_Page extract:_
▬▬▬

What we need to do is
pay attention to what the "Big Boys" are paying attention.
After all, they are moving the stocks and we need to jump in front of
them and be nimble enough to get out before they squash us. Forget
true
day trading. In and out in 5 to 10 minutes is not what I write about.
Day Trading is for people who want to spend all day in front of
a screen. It requires ultra short time spans and nimble fingers are
more important than moving averages. I'm not against day trading and
several of my day trading colleagues make small fortunes. It's just
that my style of trading allows me to trade and still have time for
car pools and food shopping.
Three moving averages
are important to the institution crowd and their individual importance
is in relation to your time horizon. What they are:
20 or 30 day MA for
short term traders
50 day for intermediate
traders
200 for long term
traders
What is important to
note is that most up trending stocks will pull back to
to a moving average. This is telling you that a stock is declining. You need to
determine if the decline is temporary or an indication that something
more serious is occurring.
The big institutions
will often jump in and buy a solid stock when it dips to its 50DMA.
This support sends the stock higher. If the stock moves slightly below
the average, it is probably OK to still hold it and wait and see
whether it finds support over the next few days.

▬▬▬

_Given records:_
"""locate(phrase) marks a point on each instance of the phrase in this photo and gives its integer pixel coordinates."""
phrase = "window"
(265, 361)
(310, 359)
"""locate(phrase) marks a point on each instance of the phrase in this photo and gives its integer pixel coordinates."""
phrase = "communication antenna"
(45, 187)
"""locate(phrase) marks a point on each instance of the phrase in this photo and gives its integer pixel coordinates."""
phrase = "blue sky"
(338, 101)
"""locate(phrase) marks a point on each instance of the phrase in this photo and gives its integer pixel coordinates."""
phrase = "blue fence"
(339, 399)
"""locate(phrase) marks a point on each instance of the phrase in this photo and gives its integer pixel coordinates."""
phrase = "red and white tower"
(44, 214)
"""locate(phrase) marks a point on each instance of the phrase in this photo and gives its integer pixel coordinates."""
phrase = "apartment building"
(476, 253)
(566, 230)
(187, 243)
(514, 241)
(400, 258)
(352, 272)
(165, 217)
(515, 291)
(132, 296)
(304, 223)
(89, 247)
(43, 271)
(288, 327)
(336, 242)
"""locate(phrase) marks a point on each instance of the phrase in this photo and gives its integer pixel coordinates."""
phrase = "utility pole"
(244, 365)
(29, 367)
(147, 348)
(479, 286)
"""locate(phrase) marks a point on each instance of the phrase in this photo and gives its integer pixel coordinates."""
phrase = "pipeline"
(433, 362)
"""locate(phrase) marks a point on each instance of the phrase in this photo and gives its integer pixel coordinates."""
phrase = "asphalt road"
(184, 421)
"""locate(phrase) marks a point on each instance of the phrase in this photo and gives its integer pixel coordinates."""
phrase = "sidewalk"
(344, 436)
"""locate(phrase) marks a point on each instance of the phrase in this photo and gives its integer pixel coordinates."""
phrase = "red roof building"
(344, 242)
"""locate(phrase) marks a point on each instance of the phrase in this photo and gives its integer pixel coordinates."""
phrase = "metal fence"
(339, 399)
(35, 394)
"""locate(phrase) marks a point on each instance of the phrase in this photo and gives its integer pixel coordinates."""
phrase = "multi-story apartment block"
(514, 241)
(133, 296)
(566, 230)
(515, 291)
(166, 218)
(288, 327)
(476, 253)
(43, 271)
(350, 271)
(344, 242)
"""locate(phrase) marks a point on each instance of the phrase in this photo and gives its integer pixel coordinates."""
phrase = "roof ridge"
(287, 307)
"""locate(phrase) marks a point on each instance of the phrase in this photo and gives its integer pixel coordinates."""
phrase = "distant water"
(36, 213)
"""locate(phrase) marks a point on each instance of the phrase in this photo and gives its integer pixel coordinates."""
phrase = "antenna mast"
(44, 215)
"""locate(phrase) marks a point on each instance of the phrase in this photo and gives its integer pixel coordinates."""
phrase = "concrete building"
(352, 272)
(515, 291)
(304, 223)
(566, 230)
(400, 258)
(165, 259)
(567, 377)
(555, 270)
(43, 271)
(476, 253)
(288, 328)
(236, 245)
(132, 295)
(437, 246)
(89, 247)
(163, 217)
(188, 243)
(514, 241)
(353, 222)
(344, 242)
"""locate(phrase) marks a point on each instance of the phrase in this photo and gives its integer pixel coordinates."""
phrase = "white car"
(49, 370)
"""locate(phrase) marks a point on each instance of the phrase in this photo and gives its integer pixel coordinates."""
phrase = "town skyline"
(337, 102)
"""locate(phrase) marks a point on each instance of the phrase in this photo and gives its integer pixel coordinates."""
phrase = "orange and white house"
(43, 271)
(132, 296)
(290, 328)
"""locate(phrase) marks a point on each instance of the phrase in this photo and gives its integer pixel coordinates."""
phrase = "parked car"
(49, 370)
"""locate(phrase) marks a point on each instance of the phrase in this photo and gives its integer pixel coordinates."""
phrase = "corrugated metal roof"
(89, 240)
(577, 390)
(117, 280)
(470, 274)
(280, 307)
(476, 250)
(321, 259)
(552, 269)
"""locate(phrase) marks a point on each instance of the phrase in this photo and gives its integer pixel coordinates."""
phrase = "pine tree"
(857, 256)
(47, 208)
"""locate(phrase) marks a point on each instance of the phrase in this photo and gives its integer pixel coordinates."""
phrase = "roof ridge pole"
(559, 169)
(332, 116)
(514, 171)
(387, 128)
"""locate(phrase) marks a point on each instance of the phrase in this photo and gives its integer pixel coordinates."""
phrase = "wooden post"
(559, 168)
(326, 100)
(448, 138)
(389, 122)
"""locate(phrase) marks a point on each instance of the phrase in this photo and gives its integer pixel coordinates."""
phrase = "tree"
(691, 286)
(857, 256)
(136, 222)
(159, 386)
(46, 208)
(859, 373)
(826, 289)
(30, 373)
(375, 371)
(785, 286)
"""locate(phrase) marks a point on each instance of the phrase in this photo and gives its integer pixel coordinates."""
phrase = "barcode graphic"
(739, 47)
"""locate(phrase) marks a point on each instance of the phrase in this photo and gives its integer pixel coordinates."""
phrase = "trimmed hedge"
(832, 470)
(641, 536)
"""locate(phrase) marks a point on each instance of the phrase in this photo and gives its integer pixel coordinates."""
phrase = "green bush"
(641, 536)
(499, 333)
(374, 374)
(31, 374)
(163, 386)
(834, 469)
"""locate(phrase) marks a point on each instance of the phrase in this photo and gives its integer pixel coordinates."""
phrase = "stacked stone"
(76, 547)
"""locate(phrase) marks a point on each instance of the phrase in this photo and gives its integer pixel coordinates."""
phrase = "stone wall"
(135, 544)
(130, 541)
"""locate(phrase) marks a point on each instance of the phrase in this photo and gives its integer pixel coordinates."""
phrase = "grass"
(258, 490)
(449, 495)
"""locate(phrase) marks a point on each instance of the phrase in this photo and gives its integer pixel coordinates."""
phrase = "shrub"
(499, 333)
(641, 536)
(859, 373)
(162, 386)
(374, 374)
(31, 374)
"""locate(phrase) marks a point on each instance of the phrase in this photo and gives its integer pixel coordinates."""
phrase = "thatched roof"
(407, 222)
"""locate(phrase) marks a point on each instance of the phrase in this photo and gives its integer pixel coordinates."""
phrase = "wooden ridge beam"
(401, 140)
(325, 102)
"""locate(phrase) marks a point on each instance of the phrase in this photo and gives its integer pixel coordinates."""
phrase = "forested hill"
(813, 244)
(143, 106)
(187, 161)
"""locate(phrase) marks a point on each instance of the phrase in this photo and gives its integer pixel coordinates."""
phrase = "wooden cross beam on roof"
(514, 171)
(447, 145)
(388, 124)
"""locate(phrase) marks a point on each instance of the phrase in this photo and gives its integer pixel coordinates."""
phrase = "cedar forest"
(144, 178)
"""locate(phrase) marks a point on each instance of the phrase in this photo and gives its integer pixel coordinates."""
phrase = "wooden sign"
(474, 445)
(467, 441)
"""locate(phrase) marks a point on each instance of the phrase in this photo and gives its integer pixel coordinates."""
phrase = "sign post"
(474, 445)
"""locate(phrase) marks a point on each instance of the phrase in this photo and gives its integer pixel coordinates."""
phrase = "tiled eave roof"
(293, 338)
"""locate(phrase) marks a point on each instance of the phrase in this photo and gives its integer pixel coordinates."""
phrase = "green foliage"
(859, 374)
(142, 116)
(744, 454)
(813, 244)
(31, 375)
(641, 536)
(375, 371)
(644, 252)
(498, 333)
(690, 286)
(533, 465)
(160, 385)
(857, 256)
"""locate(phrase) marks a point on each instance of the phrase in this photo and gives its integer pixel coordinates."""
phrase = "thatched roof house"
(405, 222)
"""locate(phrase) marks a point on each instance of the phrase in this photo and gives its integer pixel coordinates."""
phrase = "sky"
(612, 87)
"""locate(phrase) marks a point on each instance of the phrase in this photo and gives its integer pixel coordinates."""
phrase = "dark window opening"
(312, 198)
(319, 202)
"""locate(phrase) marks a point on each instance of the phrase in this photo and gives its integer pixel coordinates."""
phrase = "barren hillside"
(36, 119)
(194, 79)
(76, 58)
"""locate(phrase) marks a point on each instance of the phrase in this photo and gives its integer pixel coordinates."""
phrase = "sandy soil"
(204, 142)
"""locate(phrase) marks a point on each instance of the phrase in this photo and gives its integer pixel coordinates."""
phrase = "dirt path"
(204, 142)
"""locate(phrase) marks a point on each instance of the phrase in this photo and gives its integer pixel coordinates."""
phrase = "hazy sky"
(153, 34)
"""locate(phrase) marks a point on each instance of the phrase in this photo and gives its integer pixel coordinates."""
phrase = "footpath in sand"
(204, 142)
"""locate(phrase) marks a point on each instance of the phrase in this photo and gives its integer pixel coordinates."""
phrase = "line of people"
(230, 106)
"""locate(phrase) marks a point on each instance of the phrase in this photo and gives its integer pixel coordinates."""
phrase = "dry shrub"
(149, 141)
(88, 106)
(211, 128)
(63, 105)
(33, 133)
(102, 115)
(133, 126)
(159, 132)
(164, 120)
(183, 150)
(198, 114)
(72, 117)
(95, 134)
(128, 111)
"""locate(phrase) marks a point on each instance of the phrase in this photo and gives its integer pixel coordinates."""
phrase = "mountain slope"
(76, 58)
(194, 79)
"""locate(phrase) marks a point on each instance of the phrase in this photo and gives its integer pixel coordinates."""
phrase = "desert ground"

▬▬▬

_Your tasks:_
a) Do these statements agree with the article on moving averages? Answer yes or no for each and quote the deciding words. (i) The author writes about trades that last 5 to 10 minutes. (ii) The 50 day moving average is for intermediate traders. (iii) Big institutions often buy a solid stock when it dips to its 50DMA.
b) Can you go on with the article on moving averages from the point where it stops?
The listing is separate material from the article on moving averages.

_Set of answers:_
a)
(i) No: "In and out in 5 to 10 minutes is not what I write about."
(ii) Yes: "50 day for intermediate traders"
(iii) Yes: "will often jump in and buy a solid stock when it dips to its 50DMA."

b)
What happens if the
funds don't start repurchasing? Without their buying power, the stock
will head lower. That's why you should sell a stock that moves through
its 50DMA on heavy volume. When it reaches the 200 DMA this is
probably your last
good chance to bail out.
Krispy Kreme is an example. It dropped through the 30
day average. And while it did not plummet as did many of the internet
stocks, it went no where after the descent. So if you held on, you did
not significantly lose more money, neither did you make any money over
the next few months. Better to have booked the profit and move on to
more profitable stocks.
Krispy Kreme made new a new high in December. It then broke the 30DMA
on 1/14/02 with heavy volume. This was a sign that all was not well
and indicated that a selling of the position was indicated. Those
waiting to see if there would be a rebound got a second indication the
next day when KKD dropped on even larger volume. This was the end of
the ride in KKD. Although the stock rebounded off the 200DMA, as of
this article it never revisited the highs made at this point.